#### [Exercise aim]
From the Kafka integration page, quote the passage that starts with "Skip to main" and goes on through "your bootstrap servers.".

Start of Text provided

Skip to main content
OpenSRE queries Kafka to retrieve topic partition health, consumer group lag, and broker metadata — helping diagnose lag spikes, under-replicated partitions, and consumer group failures during incidents.

Prerequisites

  • Apache Kafka cluster (2.x or later)
  • Network access from the OpenSRE environment to the Kafka brokers

Setup

Option 1: Interactive CLI

opensre integrations setup
Select Kafka when prompted and provide your bootstrap servers.

Option 2: Environment variables

Add to your .env:
KAFKA_BOOTSTRAP_SERVERS=broker1:9092,broker2:9092
KAFKA_SECURITY_PROTOCOL=PLAINTEXT    # or SASL_SSL, SSL, SASL_PLAINTEXT
KAFKA_SASL_MECHANISM=PLAIN           # optional, for SASL
KAFKA_SASL_USERNAME=your-username    # optional
KAFKA_SASL_PASSWORD=your-password    # optional
VariableDefaultDescription
KAFKA_BOOTSTRAP_SERVERSRequired. Comma-separated broker addresses
KAFKA_SECURITY_PROTOCOLPLAINTEXTSecurity protocol: PLAINTEXT, SSL, SASL_PLAINTEXT, SASL_SSL
KAFKA_SASL_MECHANISMSASL mechanism: PLAIN, SCRAM-SHA-256, SCRAM-SHA-512
KAFKA_SASL_USERNAMESASL username
KAFKA_SASL_PASSWORDSASL password

Option 3: Persistent store

{
  "version": 1,
  "integrations": [
    {
      "id": "kafka-prod",
      "service": "kafka",
      "status": "active",
      "credentials": {
        "bootstrap_servers": "broker1:9092,broker2:9092",
        "security_protocol": "SASL_SSL",
        "sasl_mechanism": "PLAIN",
        "sasl_username": "your-username",
        "sasl_password": "your-password"

End of Text provided
Start of Extracted information

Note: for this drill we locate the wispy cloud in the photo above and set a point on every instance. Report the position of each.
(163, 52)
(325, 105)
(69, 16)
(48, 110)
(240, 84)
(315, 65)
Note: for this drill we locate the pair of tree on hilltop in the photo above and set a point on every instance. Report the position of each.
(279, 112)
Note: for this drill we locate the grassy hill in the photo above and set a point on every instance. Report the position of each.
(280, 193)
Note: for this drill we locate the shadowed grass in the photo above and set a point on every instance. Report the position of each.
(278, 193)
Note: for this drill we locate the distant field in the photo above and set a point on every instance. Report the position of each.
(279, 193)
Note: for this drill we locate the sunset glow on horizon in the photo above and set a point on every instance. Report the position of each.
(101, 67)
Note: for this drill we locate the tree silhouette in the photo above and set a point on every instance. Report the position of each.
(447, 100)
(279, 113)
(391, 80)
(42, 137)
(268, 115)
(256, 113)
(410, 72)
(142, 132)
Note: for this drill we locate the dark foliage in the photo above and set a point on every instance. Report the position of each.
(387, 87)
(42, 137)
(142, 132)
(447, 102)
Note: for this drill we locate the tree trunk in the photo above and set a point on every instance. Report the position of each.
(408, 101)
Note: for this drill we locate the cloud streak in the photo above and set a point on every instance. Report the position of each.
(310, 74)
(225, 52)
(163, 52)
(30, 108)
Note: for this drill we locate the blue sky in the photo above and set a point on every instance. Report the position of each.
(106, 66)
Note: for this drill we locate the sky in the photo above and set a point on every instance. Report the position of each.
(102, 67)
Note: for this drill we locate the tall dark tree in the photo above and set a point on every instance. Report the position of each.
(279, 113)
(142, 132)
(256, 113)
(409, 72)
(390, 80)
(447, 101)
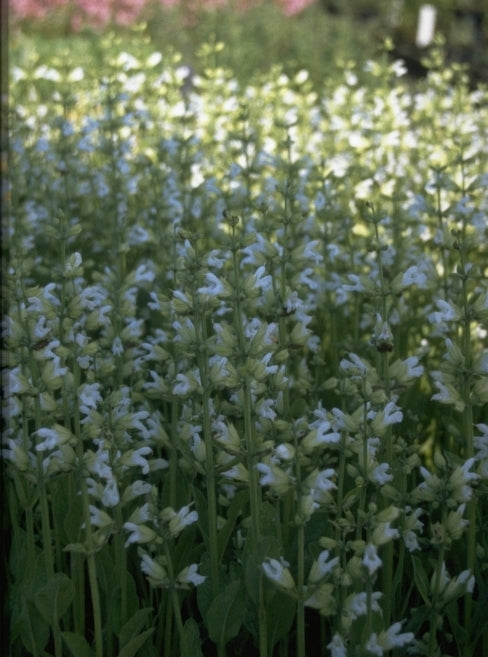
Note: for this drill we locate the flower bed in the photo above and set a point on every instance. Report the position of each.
(246, 380)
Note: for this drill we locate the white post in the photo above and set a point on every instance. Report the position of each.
(425, 26)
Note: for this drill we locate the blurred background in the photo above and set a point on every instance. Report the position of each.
(318, 35)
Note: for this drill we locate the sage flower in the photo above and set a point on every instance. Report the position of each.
(277, 572)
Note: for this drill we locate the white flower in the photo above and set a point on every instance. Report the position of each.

End of Extracted information

#### [Answer area]
Skip to main content
OpenSRE queries Kafka to retrieve topic partition health, consumer group lag, and broker metadata — helping diagnose lag spikes, under-replicated partitions, and consumer group failures during incidents.

Prerequisites

  • Apache Kafka cluster (2.x or later)
  • Network access from the OpenSRE environment to the Kafka brokers

Setup

Option 1: Interactive CLI

opensre integrations setup
Select Kafka when prompted and provide your bootstrap servers.